*WHAT TO WORK ON*
Your task is to extract every line from the material below exactly.

*DATA FOR THIS EXERCISE*
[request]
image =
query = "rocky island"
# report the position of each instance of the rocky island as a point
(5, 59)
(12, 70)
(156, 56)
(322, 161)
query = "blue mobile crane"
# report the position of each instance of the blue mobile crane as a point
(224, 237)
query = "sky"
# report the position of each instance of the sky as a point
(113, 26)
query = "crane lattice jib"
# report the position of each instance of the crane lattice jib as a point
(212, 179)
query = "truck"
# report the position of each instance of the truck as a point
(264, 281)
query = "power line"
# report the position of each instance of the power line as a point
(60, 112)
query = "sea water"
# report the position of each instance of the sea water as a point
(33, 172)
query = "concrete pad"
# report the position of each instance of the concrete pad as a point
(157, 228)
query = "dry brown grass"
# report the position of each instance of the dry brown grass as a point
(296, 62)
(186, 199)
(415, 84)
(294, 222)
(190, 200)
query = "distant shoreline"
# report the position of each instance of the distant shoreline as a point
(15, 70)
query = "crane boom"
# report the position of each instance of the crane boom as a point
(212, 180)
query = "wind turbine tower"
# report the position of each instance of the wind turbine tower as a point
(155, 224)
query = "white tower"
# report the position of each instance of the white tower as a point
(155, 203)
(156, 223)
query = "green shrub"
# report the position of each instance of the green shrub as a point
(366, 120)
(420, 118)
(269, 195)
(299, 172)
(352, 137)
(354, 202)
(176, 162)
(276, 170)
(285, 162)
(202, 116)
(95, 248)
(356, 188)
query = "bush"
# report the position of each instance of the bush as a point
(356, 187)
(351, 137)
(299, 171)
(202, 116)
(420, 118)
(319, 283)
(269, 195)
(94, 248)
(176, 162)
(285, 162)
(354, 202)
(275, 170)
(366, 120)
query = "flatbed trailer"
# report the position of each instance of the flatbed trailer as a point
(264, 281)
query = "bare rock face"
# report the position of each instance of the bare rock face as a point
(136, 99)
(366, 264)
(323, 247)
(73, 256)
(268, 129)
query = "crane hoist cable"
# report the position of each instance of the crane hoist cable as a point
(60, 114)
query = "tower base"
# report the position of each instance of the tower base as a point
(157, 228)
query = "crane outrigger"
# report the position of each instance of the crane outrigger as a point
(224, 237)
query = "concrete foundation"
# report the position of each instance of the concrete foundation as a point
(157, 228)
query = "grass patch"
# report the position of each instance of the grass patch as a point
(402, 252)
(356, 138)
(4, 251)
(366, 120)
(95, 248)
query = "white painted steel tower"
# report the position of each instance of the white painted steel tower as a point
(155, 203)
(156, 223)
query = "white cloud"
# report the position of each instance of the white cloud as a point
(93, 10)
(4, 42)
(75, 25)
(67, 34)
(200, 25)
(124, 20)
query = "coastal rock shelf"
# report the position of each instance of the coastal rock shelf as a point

*EXERCISE ANSWER*
[request]
image =
query = "rocky island"
# report the position of each instance of the rocky island as a point
(5, 59)
(12, 70)
(156, 56)
(322, 161)
query = "blue mobile crane"
# report the position of each instance of the blue mobile crane as a point
(224, 237)
query = "sky"
# report the position of each instance of the sky as a point
(113, 26)
query = "crane lattice jib"
# report the position of each instance of the crane lattice jib as a point
(212, 179)
query = "truck"
# report the position of each instance of the truck as a point
(264, 281)
query = "power line"
# report the position of each instance of the power line as a point
(60, 112)
query = "sea water"
# report the position of each instance of the sea water as a point
(33, 172)
query = "concrete pad"
# report the position of each instance of the concrete pad as a point
(157, 228)
query = "dry brown grass"
# report the position of each instance of the dry brown grass as a point
(296, 62)
(186, 199)
(415, 84)
(294, 222)
(190, 200)
query = "distant shoreline"
# report the position of each instance of the distant shoreline as a point
(15, 70)
query = "crane boom"
# report the position of each instance of the crane boom as a point
(212, 180)
query = "wind turbine tower"
# report the position of each instance of the wind turbine tower as a point
(155, 224)
query = "white tower"
# report the position of each instance of the white tower as a point
(155, 203)
(156, 223)
query = "green shrub"
# report the position of each instance of the green shrub as a point
(366, 120)
(420, 118)
(269, 195)
(299, 172)
(352, 137)
(354, 202)
(176, 162)
(276, 170)
(285, 162)
(202, 116)
(95, 248)
(356, 188)
query = "bush"
# report the position of each instance of the bush as a point
(356, 187)
(351, 137)
(299, 171)
(202, 116)
(420, 118)
(319, 283)
(269, 195)
(94, 248)
(176, 162)
(285, 162)
(354, 202)
(275, 170)
(366, 120)
query = "flatbed trailer"
# report the position of each instance of the flatbed trailer as a point
(264, 281)
query = "bare rock face"
# report the position of each instance of the bare rock face as a point
(136, 99)
(366, 264)
(323, 247)
(73, 256)
(268, 129)
query = "crane hoist cable"
# report the position of each instance of the crane hoist cable as a point
(60, 114)
query = "tower base"
# report the position of each instance of the tower base as a point
(157, 228)
query = "crane outrigger"
# report the position of each instance of the crane outrigger as a point
(224, 237)
query = "concrete foundation"
# report the position of each instance of the concrete foundation as a point
(157, 228)
query = "grass patch"
# report the position of each instance of the grass patch as a point
(402, 252)
(356, 138)
(4, 251)
(366, 120)
(95, 248)
query = "white painted steel tower"
# report the position of each instance of the white painted steel tower as a point
(155, 203)
(156, 223)
query = "white cloud"
# report the position of each instance of the white cloud as a point
(93, 10)
(4, 42)
(75, 25)
(67, 34)
(200, 25)
(124, 20)
query = "coastal rock shelf"
# report the position of each instance of the coastal rock shelf as a point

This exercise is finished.